- [Passage]:
How Palin caught Obama off-guard
Because she is a mum who shops at Wal-Mart and disembowels moose many Americans, suspicious of intel
By Andrew Stephen Published 18 September 2008
The Democrats have finally chosen their woman. The stand-in for Sarah Palin who will tussle with Joe Biden in closed-door rehearsals for the vice-presidential debate on 2 October will be 49-year-old Governor Jennifer Granholm of Michigan - a brilliant Democrat who would undoubtedly be a presidential contender herself, had she not been born in Canada and thus constitutionally ineligible to occupy the White House. She will undoubtedly give Biden a hard time, but will Palin?
Three weeks ago, just the thought of this year's vice-presidential debate would have made most Americans yawn. But the sudden emergence of Governor Palin on the world stage on 29 August has electrified this election and turned just about every previous assumption upside down. Biden's little finger, for example, probably knows more about foreign policy than Palin. However, I can easily visualise him patronising or bullying her - which would be catastrophic. Palin, just as easily, could reveal her ignorance or extremism in some equally disastrous way.
The very fact that it is the vice-presidential debate that is suddenly the hottest ticket in America - far more so than any of the three presidential confrontations between Barack Obama and John McCain - is indicative of the disaster that Palin has been for the Democrats so far.
The polls, which now show McCain and Palin ahead, tell their own story. The celebritydom market that Obama had cornered for himself was suddenly hijacked by a brand new political celebrity, spawning more media coverage, gossip and excitement than either Obama or McCain. Picking Palin to be his running mate was a high-risk gamble for McCain, but there are now only six weeks left in which she must maintain rigid discipline and avoid gaffes.

- [Questions]:
**a)** Check each statement against the Palin article and mark it yes or no, quoting the words from the article that settle it.
(i) Granholm was born in Canada.
(ii) The vice-presidential debate is set for 29 August.
(iii) The polls now show Obama ahead.
**b)** Reproduce word for word the part of the Palin article starting with "The very fact" and going on through "and avoid gaffes.".

- [Records provided]:
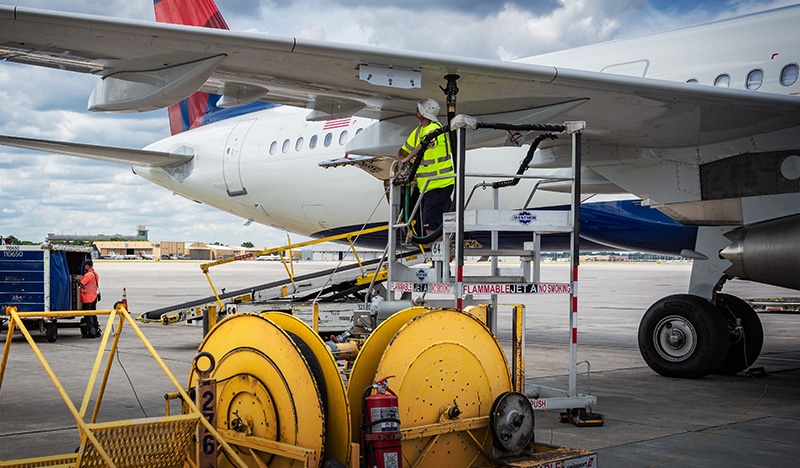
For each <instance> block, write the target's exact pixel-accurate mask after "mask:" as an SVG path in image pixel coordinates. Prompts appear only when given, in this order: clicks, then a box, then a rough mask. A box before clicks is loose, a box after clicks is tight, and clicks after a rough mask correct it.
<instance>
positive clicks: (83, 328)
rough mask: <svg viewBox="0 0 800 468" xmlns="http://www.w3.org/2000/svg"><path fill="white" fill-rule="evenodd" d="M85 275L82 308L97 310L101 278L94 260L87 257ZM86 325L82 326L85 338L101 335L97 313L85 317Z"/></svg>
mask: <svg viewBox="0 0 800 468" xmlns="http://www.w3.org/2000/svg"><path fill="white" fill-rule="evenodd" d="M83 271H84V273H83V276H82V277H81V304H82V305H81V308H82V309H83V310H97V301H98V300H100V278H99V276H98V275H97V272H96V271H95V270H94V262H92V260H91V259H86V260H84V262H83ZM83 323H84V325H85V327H84V326H82V327H81V336H83V337H84V338H97V337H99V336H100V333H101V330H100V324H99V322H98V321H97V316H96V315H86V316H84V317H83Z"/></svg>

- [Written answers]:
**a)**
(i) Yes: "had she not been born in Canada and thus constitutionally ineligible to occupy the White House"
(ii) No: "the vice-presidential debate on 2 October"
(iii) No: "The polls, which now show McCain and Palin ahead"

**b)**
The very fact that it is the vice-presidential debate that is suddenly the hottest ticket in America - far more so than any of the three presidential confrontations between Barack Obama and John McCain - is indicative of the disaster that Palin has been for the Democrats so far.
The polls, which now show McCain and Palin ahead, tell their own story. The celebritydom market that Obama had cornered for himself was suddenly hijacked by a brand new political celebrity, spawning more media coverage, gossip and excitement than either Obama or McCain. Picking Palin to be his running mate was a high-risk gamble for McCain, but there are now only six weeks left in which she must maintain rigid discipline and avoid gaffes.